### SOURCE
Santig Du
Si vous évoquez le nom de Santig Du dans le Finistère, votre
interlocuteur vous parlera certainement de Jean Discalceat (Jean
le Déchaussé) né à Saint-Vougay vers 1279 et
mort à Quimper en 1349, également connu sous le nom
de Santig Du (le petit saint noir). C’est
un franciscain breton, considéré comme saint par
la tradition populaire. Discalceat n'est pas son nom, mais
un qualificatif qui veut dire « déchaussé » car il
marchait pieds nus. En breton on l'appelle Yann
Divoutou ou Yann Diarc'hen, c’est-à-dire Jean sans
sabots.
Il se consacre totalement aux pauvres de Quimper.
Lorsqu’en 1349, la peste s'installe à Quimper. Il
organise les secours aux malades qu'il soigne sans répit, et
ensevelit les morts. Il contracte lui-même la peste et en meurt
le 15 décembre 1349. Enterré en son couvent quimpérois,
sa tombe devient un lieu de pèlerinage.
Mais il y a un autre
Santig Du,
dont je vais vous raconter la légende.

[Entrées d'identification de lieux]
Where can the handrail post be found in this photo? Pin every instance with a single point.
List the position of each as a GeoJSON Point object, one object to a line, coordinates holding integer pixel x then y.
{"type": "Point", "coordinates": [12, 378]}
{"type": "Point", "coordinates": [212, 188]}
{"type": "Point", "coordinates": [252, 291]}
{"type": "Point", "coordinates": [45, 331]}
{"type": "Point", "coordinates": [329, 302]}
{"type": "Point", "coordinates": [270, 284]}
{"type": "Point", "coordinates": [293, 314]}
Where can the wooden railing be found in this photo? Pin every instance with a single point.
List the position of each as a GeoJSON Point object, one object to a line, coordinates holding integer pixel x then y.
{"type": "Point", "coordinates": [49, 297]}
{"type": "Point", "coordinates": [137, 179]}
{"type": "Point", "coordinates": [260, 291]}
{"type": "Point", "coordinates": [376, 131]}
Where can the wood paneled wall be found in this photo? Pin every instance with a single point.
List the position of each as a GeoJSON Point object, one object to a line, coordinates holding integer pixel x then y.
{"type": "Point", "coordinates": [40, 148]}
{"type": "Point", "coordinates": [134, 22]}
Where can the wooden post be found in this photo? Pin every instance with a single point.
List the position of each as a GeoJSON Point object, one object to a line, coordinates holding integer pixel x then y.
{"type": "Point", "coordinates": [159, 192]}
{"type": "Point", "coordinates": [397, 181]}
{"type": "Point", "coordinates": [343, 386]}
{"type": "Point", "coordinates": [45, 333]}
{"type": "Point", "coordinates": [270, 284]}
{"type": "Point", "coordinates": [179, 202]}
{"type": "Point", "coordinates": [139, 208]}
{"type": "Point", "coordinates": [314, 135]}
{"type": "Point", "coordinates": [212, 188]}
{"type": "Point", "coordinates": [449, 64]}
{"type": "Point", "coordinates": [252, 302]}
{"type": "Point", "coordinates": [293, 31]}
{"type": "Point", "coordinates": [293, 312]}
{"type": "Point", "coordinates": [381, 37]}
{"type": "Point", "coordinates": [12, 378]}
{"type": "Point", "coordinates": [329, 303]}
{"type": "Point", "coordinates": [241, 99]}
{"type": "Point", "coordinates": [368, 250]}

### CONSIGNES DE L'EXERCICE
(1) D'après le texte sur Santig Du, pourquoi Jean Discalceat est-il qualifié de « déchaussé » ?
(2) Rédigez la suite du texte sur Santig Du à partir de sa dernière phrase.
Les enregistrements proviennent d'une autre source que le texte sur Santig Du.

### RÉPONSES ATTENDUES
(1) Parce qu'il marchait pieds nus.

(2)
Il y a très longtemps, un roi de Bretagne a été vaincu parles anglais lors d’une guerre aujourd’hui oubliée.
- Son château fut envahi par les troupes victorieuses qui le mirent à sac. Un des officiers se chargea de récupérer tous les parchemins et écrits qui s’y trouvaient et de les ramener en Angleterre car il n’avait pas le temps de les étudier sur place .
- Ces documents, arrivés en Angleterre, ont été lus et classés selon leurs importances. Il y avait un vieux grimoire, assez épais, qui résistait à toute tentative de traduction jusqu’à ce qu’un savant anglais réussisse à le déchiffrer. Et voici ce qu’il lut :
« Une fois par siècle, dans les Monts d’Arrée de la petite Bretagne, le sommet du mont Roc’h Trevezel s’ouvre pendant un quart d’heure, le jour de la lune de Mars, à Midi. Celui qui sera assez courageux pour pénétrer dans la faille pourra y trouve un trésor inestimable. Mais le trésor ne sera visible que par un jeune garçon qui sera à la veille de ses seize ans, et il ne devra pas traîner car le Roc’h se refermera brusquement à l’issue du quart d’heure. »
Intrigué, mais aussi très intéressé, le savant anglais continua sa lecture et arriva à la conclusion que le Roc’h Trevezel cette année-là justement. Nous étions en février, et il se dit qu’il ne risquait rien à tenter sa chance et qu’il avait le temps nécessaire pour préparer son expédition.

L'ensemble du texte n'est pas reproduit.